__Work to be completed__. Retrieve every line from the records in which the word "target" occurs.

(Stored data entries)

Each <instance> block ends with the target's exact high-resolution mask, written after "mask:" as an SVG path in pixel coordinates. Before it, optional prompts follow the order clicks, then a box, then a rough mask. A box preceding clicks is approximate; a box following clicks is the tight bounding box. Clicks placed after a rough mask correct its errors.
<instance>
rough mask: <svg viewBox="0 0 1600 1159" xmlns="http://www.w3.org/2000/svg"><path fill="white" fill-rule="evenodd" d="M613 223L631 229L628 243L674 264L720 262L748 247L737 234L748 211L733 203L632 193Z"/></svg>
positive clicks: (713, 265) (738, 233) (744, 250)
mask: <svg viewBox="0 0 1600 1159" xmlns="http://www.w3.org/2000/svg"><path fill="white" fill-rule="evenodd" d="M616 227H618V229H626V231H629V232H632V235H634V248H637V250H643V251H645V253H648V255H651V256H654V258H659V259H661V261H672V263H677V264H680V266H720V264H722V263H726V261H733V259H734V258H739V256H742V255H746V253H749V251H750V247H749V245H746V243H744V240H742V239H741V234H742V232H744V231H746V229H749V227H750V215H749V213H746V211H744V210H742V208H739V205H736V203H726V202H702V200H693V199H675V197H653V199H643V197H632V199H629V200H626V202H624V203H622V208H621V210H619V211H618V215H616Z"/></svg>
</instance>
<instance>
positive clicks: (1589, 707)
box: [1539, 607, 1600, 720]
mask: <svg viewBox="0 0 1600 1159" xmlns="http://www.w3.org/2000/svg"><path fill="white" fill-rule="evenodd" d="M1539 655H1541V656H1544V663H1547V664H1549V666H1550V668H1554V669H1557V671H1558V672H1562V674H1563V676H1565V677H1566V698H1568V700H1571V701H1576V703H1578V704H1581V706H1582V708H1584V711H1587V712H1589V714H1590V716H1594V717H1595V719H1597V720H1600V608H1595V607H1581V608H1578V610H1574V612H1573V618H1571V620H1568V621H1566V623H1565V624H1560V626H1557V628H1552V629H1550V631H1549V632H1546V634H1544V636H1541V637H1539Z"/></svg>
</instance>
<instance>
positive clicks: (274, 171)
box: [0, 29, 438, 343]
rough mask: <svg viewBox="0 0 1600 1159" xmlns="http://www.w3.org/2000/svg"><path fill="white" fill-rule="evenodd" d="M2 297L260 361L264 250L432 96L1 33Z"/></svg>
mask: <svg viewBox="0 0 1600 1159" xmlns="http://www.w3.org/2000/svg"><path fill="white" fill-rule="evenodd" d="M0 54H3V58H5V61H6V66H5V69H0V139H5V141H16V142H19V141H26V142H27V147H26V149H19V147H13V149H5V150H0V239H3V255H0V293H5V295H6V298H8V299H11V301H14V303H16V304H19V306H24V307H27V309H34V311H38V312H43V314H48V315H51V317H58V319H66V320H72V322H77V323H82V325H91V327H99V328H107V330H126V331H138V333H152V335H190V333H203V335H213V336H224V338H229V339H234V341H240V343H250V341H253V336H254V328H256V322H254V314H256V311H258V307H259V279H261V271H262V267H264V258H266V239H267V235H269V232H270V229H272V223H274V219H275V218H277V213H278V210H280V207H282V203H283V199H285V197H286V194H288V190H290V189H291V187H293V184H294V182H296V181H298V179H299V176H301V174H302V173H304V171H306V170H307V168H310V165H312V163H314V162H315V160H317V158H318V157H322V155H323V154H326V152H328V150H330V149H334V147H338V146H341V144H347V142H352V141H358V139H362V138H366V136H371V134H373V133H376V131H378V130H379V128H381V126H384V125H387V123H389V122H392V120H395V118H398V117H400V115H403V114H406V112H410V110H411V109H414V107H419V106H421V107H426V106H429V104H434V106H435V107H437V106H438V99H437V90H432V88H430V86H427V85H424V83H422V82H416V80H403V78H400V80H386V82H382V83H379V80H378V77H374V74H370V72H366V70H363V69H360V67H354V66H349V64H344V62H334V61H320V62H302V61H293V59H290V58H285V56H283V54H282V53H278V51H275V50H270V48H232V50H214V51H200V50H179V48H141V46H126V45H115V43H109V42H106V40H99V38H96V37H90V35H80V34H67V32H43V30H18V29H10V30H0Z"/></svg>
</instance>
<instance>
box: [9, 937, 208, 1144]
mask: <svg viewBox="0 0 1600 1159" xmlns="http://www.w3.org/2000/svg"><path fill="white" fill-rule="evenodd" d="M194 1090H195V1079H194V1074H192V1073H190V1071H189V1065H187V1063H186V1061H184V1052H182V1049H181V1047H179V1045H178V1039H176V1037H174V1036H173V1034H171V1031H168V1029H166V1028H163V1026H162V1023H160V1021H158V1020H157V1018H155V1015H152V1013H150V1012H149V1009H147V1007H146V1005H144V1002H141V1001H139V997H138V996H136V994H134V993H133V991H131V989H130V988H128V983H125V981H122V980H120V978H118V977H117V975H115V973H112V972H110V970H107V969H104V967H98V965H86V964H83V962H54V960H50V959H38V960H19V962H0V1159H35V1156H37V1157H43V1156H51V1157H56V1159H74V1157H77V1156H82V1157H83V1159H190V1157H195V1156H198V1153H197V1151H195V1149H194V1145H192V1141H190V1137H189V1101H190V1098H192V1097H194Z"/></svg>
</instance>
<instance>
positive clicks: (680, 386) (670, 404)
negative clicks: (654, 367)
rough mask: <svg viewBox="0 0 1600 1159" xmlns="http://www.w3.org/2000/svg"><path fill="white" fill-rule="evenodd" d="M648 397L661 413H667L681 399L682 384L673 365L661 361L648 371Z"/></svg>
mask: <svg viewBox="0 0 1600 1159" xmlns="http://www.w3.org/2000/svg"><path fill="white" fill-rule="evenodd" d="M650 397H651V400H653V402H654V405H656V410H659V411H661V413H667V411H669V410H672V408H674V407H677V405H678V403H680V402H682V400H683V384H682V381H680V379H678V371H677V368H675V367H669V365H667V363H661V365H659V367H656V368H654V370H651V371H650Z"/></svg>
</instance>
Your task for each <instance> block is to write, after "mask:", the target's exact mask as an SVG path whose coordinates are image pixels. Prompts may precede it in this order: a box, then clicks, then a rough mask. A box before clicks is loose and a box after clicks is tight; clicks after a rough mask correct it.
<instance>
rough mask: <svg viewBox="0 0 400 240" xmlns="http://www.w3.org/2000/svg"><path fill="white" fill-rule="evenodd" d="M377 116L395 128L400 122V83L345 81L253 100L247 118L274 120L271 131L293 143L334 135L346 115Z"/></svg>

__Written answer__.
Each <instance> block ends with the target's exact high-resolution mask, written after "mask:" as an SVG path in pixel coordinates. Before it, optional prompts follow the order clicks, then a box, then a rough mask. A box preceding clicks is approximate; a box following clicks is the tight bounding box. Clicks placed after a rough mask correct its errors.
Your task for each <instance> block is to write, after "mask:", the target's exact mask as an SVG path whose coordinates are image pixels. Prompts may precede it in this order: a box, then clicks, then a rough mask. A box before clicks is loose and a box after clicks is tight; clicks after a rough mask correct it.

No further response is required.